All entries must be repeated exactly; do not include the pictures.

» **Entries from a point annotation set**:
** Start **

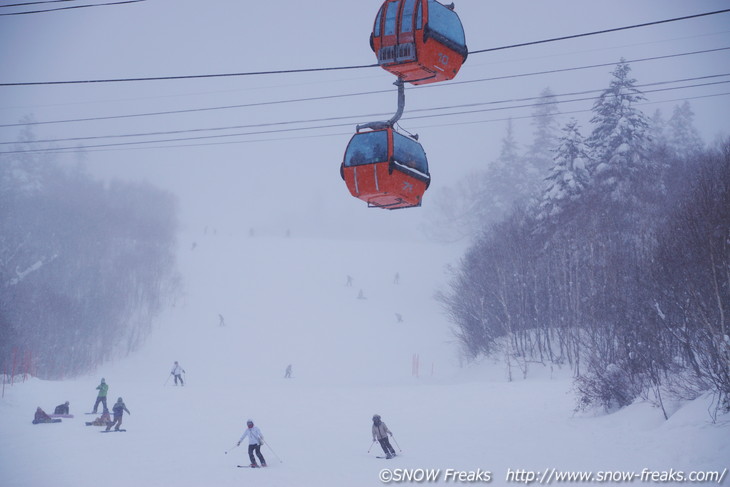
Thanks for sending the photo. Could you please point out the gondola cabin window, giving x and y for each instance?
(367, 148)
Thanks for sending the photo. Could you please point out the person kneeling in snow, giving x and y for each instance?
(42, 417)
(62, 408)
(381, 433)
(255, 440)
(118, 411)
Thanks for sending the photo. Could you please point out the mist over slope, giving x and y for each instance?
(285, 300)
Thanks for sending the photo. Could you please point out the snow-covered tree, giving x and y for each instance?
(545, 135)
(569, 176)
(620, 139)
(682, 135)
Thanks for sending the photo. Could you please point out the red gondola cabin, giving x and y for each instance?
(420, 41)
(385, 169)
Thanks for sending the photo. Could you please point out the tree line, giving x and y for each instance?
(84, 265)
(616, 263)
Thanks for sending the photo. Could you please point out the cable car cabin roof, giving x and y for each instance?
(421, 41)
(385, 169)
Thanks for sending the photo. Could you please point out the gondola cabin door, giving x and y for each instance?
(385, 169)
(420, 41)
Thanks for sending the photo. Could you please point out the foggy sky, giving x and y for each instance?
(291, 180)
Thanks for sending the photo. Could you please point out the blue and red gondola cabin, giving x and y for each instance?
(385, 169)
(420, 41)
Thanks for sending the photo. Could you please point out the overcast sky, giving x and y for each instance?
(290, 179)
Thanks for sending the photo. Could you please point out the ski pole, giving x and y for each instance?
(272, 451)
(396, 443)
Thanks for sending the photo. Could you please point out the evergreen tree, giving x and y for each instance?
(619, 141)
(683, 137)
(546, 134)
(569, 176)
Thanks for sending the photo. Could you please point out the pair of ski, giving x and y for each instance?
(388, 458)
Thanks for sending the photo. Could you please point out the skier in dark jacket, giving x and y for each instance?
(255, 440)
(103, 388)
(381, 433)
(118, 410)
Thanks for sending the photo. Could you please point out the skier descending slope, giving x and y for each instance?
(380, 433)
(255, 441)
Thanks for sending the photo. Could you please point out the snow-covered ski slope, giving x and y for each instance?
(285, 300)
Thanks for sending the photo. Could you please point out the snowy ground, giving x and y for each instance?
(284, 300)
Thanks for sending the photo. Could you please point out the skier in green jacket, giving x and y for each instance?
(103, 388)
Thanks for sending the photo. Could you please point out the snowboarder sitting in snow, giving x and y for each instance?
(255, 440)
(381, 433)
(118, 411)
(41, 417)
(177, 371)
(62, 408)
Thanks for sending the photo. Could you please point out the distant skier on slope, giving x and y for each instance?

** End **

» **TASK OUTPUT**:
Thanks for sending the photo. Could you please point out the gondola cabin window, giving x and y for each instance?
(367, 148)
Thanks for sending the photo. Could you please point out the person kneeling in snow, giving x and y for each instance?
(42, 417)
(62, 408)
(381, 433)
(255, 440)
(118, 411)
Thanks for sending the photo. Could you please point out the mist over slope, giving x and y for each instance?
(285, 300)
Thanks for sending the photo. Could you please point out the snow-covered tree, giving x and y for each instance?
(545, 135)
(569, 176)
(620, 139)
(682, 135)
Thanks for sending the photo. Could you please point out the red gondola cabin, giving x and y for each instance?
(420, 41)
(385, 169)
Thanks for sending the photo. Could you please point out the tree line, giving x and y for each instance?
(84, 265)
(616, 263)
Thanks for sending the photo. Could you please point out the cable car cabin roof, giving x and y for each instance?
(421, 41)
(385, 169)
Thanks for sending the photo. Could you please point out the gondola cabin door, giving x and y for each instance?
(385, 169)
(420, 41)
Thanks for sending the photo. Could you please point out the foggy sky, giving x and y for each instance?
(291, 180)
Thanks for sending the photo. Could you please point out the blue and red gondola cabin, giving x and y for each instance?
(385, 169)
(420, 41)
Thanks for sending the photo. Could you please point out the overcast sky, giving x and y for each instance?
(290, 179)
Thanks for sending the photo. Could you please point out the ski pole, giving x and y for each instance?
(272, 451)
(396, 443)
Thanks for sending the photo. Could you please point out the evergreen tree, giving x and y for each instance?
(619, 141)
(683, 137)
(546, 134)
(569, 176)
Thanks for sending the photo. Could you please point out the pair of ski, giving x and y for each instance?
(388, 458)
Thanks for sending the photo. Could you please point out the skier in dark jacket, giving x and y for each instance?
(255, 440)
(103, 388)
(381, 433)
(118, 410)
Thanks for sending the photo. Could you please point out the skier descending slope, giving x and y for each instance?
(380, 433)
(255, 441)
Thanks for sending the photo. Could you please point out the snow-covered ski slope, giving x and y for each instance?
(285, 300)
Thanks for sending the photo. Could you please point out the snowy ground, giving x and y for each instance?
(284, 300)
Thanks for sending the photo. Could you please point out the skier in green jacket, giving x and y for each instance?
(103, 388)
Thanks for sending the photo. Could you please point out the snowboarder sitting in snow, giving x and y for each instance?
(255, 440)
(381, 433)
(118, 411)
(41, 417)
(177, 371)
(62, 408)
Thanks for sending the photo. Could you please point out the distant skier on slope, giving x and y for each instance?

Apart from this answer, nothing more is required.